漢方薬について

気・血・水

漢方医学における治療方針の決定(漢方薬の選択)は、それぞれの人の「証」に基づいて行われます。代表的な「証」としては、1.虚実・・・虚証と実証、2.陰陽・・・陰証と陽証、および3.気・血・水があります。

 

「気・血・水」とは、漢方医学における身体の生理機構を意味する言葉です。漢方医学では、身体が病気に犯されている状態と病気の進行具合を意味する言葉として「病邪侵攻」という言葉は用いられますが、気・血・水では、身体のどの部分が、病邪侵攻を受けているかに焦点を当てます。

 

「気」という見えないエネルギーが、身体を循環することで、健康な生活を送ることができる、とするのが、漢方医学における考え方です。この気の流れが滞ると、身体に異常が生じます。漢方では、この気の滞りは、神経や精神機能が障害されていると考えらえられます。たとえば、気が上にのぼった状態の場合、症状としてはのぼせ感として現れます。したがって、流れを正常に戻す順気剤が用いられることになるのです。

 

「血」とは、ホルモンや血液にあたるものです。これらの循環に支障が生じ、血液が滞っている状態が「お血」です。この状態を改善するために用いられるのが、駆お血剤です。

 

「水」とは、体液のことです。たとえば、水毒というのは、体液が身体の一部に偏っている状態です。水分代謝が不調になっていると考えられます。したがって、利尿剤が用いられます。

 

病気は、気・血・水のどれかひとつが独立して原因となるのではなく、複合的に関連して症状が現れると考えられます。

提供データ
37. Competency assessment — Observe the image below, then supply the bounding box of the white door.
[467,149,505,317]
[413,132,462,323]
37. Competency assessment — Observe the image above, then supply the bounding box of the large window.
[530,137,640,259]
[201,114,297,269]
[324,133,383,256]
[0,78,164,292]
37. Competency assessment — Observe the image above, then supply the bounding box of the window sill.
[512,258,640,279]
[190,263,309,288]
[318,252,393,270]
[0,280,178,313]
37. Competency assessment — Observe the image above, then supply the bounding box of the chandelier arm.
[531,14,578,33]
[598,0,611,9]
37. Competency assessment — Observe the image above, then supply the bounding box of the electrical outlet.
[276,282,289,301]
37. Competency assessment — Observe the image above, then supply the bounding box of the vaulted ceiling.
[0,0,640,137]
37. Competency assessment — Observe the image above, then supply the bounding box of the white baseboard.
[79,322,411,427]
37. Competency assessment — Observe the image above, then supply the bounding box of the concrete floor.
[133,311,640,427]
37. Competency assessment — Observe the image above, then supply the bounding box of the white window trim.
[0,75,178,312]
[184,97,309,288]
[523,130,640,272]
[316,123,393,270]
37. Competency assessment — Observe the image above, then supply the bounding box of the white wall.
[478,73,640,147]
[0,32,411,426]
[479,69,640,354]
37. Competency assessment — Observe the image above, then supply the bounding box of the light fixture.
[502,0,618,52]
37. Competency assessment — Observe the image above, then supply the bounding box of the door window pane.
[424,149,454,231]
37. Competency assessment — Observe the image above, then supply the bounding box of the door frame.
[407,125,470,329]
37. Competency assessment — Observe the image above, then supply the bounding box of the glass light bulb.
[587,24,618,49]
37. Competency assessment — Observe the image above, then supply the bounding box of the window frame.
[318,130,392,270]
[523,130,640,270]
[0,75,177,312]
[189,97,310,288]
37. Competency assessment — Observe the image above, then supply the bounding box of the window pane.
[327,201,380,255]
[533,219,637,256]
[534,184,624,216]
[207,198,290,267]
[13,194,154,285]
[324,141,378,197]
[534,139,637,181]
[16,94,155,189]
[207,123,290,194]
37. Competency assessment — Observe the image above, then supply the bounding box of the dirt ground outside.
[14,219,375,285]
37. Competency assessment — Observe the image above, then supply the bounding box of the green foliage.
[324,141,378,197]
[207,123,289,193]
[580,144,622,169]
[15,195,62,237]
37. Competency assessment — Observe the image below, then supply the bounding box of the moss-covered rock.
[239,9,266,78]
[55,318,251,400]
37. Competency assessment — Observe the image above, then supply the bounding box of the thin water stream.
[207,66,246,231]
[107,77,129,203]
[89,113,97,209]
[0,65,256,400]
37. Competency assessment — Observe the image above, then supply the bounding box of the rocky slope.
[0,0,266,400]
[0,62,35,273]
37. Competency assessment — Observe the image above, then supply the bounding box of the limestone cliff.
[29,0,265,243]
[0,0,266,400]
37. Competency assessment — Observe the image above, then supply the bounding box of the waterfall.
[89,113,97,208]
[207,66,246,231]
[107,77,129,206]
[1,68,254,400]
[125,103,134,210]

取り組む課題
a. 漢方薬についての文章では、血液が滞っている状態を何と呼んでいますか。
b. 漢方薬についての文章の「漢方医学における治療方針の決」から「けているかに焦点を当てます。」までをすべて、「漢方医学」を「東洋医学」に置き換えて書き直してください。
c. 漢方薬についての文章を、最後の文に続けて書き進めてください。
データの各行は使いません。

課題の解答
a. 「お血」と呼んでいます。

b.
東洋医学における治療方針の決定(漢方薬の選択)は、それぞれの人の「証」に基づいて行われます。代表的な「証」としては、1.虚実・・・虚証と実証、2.陰陽・・・陰証と陽証、および3.気・血・水があります。

 

「気・血・水」とは、東洋医学における身体の生理機構を意味する言葉です。東洋医学では、身体が病気に犯されている状態と病気の進行具合を意味する言葉として「病邪侵攻」という言葉は用いられますが、気・血・水では、身体のどの部分が、病邪侵攻を受けているかに焦点を当てます。

c.
陰陽

漢方医学における治療方針の決定、つまり漢方薬の選択は、それぞれの人の「証」に基づいて行われます。代表的な「証」には次のものがあります:1.虚実(虚証と実証)、2.陰陽(陰証と陽証)、3.気・血・水

 

漢方医学では、病気というのは体力と病邪の闘いとしてとらえます。陰陽は、この闘いにおける病邪の進行度と体力の消耗度をみるものさしと考えるといいでしょう。漢方医学の重要な「証」のひとつである、虚実が体力の質的な充実さを示す証であるとすれば、陰陽は、体力を量的なものからとらえるものと考えられます。

 

●「陰証」
陰証の人は、病気の状態が消極的、静的、潜伏的で、寒冷の傾向があります。このような人の場合、寒気を訴え、手足が冷えて、顔色も青白いのが特徴で、熱が出るといった症状はありません。したがって、身体を温める作用のある「附子(ぶし)」や「乾姜(かんきょう)」を含む漢方薬を用いて治療を行います。

 

●「陽証」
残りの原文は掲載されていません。